:: EXERCISE OBJECTIVE ::
Please repeat each of the entries below word for word, keeping every line unchanged.

··· EXTRACTED DATA ···

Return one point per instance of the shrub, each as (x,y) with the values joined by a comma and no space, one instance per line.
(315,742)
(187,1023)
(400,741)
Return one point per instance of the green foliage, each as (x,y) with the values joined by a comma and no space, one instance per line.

···

:: EXERCISE RESULT ::
Return one point per instance of the shrub, each as (x,y) with the values joined by a comma and no space, one instance per line.
(315,742)
(187,1023)
(400,741)
Return one point per instance of the green foliage, each as (x,y) with the values joined by a comma and no space, one instance per line.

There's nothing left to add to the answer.